> _Exercise inputs_:

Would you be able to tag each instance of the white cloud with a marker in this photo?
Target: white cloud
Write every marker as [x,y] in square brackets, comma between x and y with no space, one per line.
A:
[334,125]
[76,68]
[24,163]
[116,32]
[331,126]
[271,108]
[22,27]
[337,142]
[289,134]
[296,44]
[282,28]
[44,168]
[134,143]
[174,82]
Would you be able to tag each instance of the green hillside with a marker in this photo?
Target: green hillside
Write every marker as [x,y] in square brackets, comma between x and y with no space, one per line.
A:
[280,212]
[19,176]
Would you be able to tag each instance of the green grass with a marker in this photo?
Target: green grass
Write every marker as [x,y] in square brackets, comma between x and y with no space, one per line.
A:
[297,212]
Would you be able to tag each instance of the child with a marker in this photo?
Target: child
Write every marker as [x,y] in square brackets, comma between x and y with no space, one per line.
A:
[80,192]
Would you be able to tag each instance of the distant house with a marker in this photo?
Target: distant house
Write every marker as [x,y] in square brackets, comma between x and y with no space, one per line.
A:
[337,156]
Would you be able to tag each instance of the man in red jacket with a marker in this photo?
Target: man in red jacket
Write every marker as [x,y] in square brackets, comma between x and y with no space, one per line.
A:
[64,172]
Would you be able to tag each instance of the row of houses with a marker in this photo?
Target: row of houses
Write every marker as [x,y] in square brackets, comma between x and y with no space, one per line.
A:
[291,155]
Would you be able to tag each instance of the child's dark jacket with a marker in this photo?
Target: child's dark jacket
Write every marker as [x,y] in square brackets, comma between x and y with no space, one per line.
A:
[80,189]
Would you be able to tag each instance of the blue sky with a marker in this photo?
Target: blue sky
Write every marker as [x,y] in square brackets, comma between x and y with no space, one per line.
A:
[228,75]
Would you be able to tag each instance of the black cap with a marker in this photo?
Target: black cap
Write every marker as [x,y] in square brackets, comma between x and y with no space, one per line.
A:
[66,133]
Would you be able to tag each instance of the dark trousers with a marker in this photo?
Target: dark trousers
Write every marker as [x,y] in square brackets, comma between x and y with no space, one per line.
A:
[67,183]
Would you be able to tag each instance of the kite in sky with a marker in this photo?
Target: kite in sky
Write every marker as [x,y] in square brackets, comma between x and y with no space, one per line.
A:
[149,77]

> _Aim of the exercise_:
Your task is to output the material above exactly.

> _Answer section_:
Would you be able to tag each instance of the white cloud with a marker in this photo?
Target: white cloud
Write every marker as [x,y] in square brackets, comma between x and y with no space, one per line.
A:
[334,125]
[76,68]
[24,163]
[116,32]
[331,126]
[271,108]
[22,27]
[337,142]
[289,134]
[296,44]
[282,28]
[44,168]
[134,143]
[174,82]
Would you be able to tag each instance of the green hillside with a marker in this photo?
Target: green hillside
Write every marker as [x,y] in square brackets, comma between x and y with no space, one per line.
A:
[280,212]
[19,176]
Would you be able to tag each instance of the green grass with a marker in this photo?
Target: green grass
Write every marker as [x,y] in square brackets, comma between x and y with no space, one per line.
A:
[297,212]
Would you be able to tag each instance of the child with a marker in this photo?
Target: child
Write every marker as [x,y] in square brackets, comma between x and y with no space, one per line.
A:
[80,192]
Would you be able to tag each instance of the distant house with a marker in this photo?
Target: distant house
Write every marker as [x,y] in square brackets, comma between x and y with no space, one per line.
A:
[337,156]
Would you be able to tag each instance of the man in red jacket with a marker in this photo?
Target: man in red jacket
Write every marker as [x,y] in square brackets, comma between x and y with no space, one per line.
A:
[64,172]
Would you be able to tag each instance of the row of houses with a marker in this photo?
Target: row of houses
Write every marker as [x,y] in square brackets, comma between x and y with no space, one per line.
A:
[291,155]
Would you be able to tag each instance of the child's dark jacket with a marker in this photo?
Target: child's dark jacket
Write every marker as [x,y] in square brackets, comma between x and y with no space, one per line.
A:
[80,189]
Would you be able to tag each instance of the blue sky with a marker in this photo?
Target: blue sky
Write every marker as [x,y] in square brackets, comma between x and y with no space, one per line.
A:
[228,75]
Would you be able to tag each instance of the black cap with a marker in this photo?
Target: black cap
Write every marker as [x,y] in square brackets, comma between x and y with no space, one per line.
A:
[66,133]
Would you be able to tag each instance of the dark trousers with a marker in this photo?
Target: dark trousers
Write every marker as [x,y] in square brackets, comma between x and y with no space, one per line.
A:
[67,183]
Would you be able to tag each instance of the kite in sky with a marker in this photo?
Target: kite in sky
Write every marker as [x,y] in square brackets, comma between x and y with no space, one per line.
A:
[149,77]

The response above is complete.